Pointing records:
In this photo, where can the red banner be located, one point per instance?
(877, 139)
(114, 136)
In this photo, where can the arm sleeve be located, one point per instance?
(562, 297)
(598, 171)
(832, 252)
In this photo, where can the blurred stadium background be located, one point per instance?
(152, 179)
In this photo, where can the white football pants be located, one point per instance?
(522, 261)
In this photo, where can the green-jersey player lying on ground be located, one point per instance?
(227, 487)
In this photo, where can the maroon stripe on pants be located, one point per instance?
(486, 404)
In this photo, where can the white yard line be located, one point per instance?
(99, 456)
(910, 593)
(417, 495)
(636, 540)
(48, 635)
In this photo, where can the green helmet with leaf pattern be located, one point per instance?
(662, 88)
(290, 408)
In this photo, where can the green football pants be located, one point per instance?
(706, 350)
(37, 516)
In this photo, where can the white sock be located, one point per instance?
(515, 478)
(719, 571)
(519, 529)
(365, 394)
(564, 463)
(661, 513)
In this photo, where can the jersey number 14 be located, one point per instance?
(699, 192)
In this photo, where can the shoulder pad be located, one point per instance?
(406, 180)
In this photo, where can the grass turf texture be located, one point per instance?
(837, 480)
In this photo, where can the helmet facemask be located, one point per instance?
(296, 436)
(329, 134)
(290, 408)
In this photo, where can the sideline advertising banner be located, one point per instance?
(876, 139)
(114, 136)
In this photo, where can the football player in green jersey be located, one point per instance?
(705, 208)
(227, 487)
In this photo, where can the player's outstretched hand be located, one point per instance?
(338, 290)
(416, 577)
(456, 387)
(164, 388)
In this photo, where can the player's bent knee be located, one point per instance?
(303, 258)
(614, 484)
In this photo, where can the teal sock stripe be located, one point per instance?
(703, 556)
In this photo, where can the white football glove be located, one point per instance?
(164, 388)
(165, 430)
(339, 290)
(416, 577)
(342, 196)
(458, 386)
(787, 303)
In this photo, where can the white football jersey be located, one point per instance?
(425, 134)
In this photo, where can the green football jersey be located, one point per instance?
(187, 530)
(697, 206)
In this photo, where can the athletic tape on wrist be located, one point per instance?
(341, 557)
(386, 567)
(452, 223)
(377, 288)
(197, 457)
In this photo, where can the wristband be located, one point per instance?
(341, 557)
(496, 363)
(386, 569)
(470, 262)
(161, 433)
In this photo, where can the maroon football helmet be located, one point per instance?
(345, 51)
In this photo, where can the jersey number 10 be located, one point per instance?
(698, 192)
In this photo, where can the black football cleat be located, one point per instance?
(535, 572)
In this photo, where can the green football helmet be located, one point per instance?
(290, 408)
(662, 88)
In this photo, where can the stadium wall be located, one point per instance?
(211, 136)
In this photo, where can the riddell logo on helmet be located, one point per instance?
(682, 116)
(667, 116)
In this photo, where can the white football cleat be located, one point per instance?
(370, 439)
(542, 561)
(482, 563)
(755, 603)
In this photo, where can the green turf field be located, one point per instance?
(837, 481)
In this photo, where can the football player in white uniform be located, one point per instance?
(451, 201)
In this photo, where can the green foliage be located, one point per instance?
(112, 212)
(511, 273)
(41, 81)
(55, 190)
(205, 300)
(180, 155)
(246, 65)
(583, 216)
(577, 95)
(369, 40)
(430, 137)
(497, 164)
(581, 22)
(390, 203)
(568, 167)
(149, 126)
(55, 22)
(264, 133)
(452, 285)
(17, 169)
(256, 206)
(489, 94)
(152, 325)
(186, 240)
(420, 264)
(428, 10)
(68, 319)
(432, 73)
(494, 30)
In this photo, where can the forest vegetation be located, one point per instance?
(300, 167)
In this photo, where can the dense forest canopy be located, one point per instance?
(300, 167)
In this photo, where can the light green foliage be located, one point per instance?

* **Work to do**:
Set all of the entries down again, exactly as they were given.

* **Task result**:
In this photo, where can the red banner be located, one point per instance?
(877, 139)
(114, 136)
In this photo, where can the arm sleeve be located, one point per instance?
(562, 297)
(598, 171)
(832, 252)
In this photo, where can the blurred stadium background be located, one point per instance?
(152, 179)
In this photo, where can the white football pants be located, one point per instance?
(522, 261)
In this photo, where can the green-jersey player lying on ground be located, one point per instance?
(227, 487)
In this photo, where can the maroon stripe on pants be located, one point per instance?
(486, 404)
In this photo, where can the white yard line be located, one point per instance?
(99, 456)
(910, 593)
(417, 495)
(636, 540)
(48, 635)
In this photo, where can the green helmet with leaf pattern be located, one point per instance?
(662, 88)
(290, 408)
In this photo, where can the green football pants be located, one point per instance?
(706, 350)
(37, 516)
In this photo, where can the white sock be located, one point per instance?
(515, 478)
(719, 571)
(519, 529)
(365, 394)
(564, 463)
(661, 513)
In this photo, where can the jersey number 14 be located, one point per instance?
(699, 192)
In this photo, where can the shoulder pad be located, one point per instance?
(406, 180)
In this photo, where can the grass turf texture be located, one point per instance?
(837, 480)
In this photo, where can the helmet facemask be located, one point per instance?
(296, 436)
(329, 134)
(290, 408)
In this photo, where can the sideline advertising banner be located, one point per instance?
(876, 139)
(114, 136)
In this photo, where can the football player in green jersey be located, one point per instance?
(705, 208)
(227, 487)
In this photo, where can the player's outstretched hand be located, one point per instance?
(338, 290)
(416, 577)
(456, 387)
(164, 388)
In this photo, where can the player's bent knee be located, one point per instance?
(303, 258)
(614, 484)
In this photo, where can the teal sock stripe be located, one point per instance?
(703, 556)
In this photo, where can the white football glove be located, one point per instance?
(164, 388)
(165, 430)
(339, 290)
(416, 577)
(342, 196)
(458, 386)
(787, 303)
In this photo, where can the white football jersey be located, one point per instance?
(425, 134)
In this photo, where can the green football jersey be located, one point per instance?
(187, 530)
(697, 206)
In this photo, where can the athletic tape on wrist be located, one point per instance?
(341, 557)
(386, 567)
(452, 223)
(377, 288)
(197, 457)
In this photo, where can the wristband be located, one point per instance?
(341, 557)
(496, 363)
(386, 569)
(470, 262)
(161, 433)
In this photo, where can the maroon football helmet be located, one point per instance?
(345, 51)
In this photo, where can the jersey number 10 be located, one point per instance?
(698, 192)
In this photo, where can the black football cleat be located, one point per instance?
(535, 572)
In this photo, where can the green football helmet be located, one point per instance?
(290, 408)
(662, 88)
In this photo, where can the stadium wall be located, one point per instance?
(211, 136)
In this photo, where can the riddell logo on helmet be located, one point per instance?
(682, 116)
(667, 116)
In this photo, where can the white football cleat be located, one point per instance?
(370, 439)
(542, 561)
(482, 563)
(755, 603)
In this photo, where can the green turf field be located, one point per instance?
(837, 481)
In this photo, where can the football player in white uniform be located, one point per instance?
(451, 201)
In this photo, where can the green foliage be located, one point per instance?
(112, 212)
(511, 273)
(41, 81)
(55, 190)
(205, 300)
(180, 155)
(246, 65)
(583, 216)
(577, 95)
(369, 40)
(430, 137)
(497, 164)
(581, 22)
(390, 203)
(568, 167)
(149, 126)
(55, 22)
(264, 133)
(452, 285)
(17, 169)
(256, 206)
(489, 94)
(152, 325)
(186, 240)
(420, 264)
(428, 10)
(68, 319)
(432, 73)
(494, 30)
In this photo, where can the forest vegetation be located, one point per instance?
(300, 167)
In this photo, where can the dense forest canopy be located, one point per instance?
(300, 167)
In this photo, where can the light green foliage be located, one point per instance?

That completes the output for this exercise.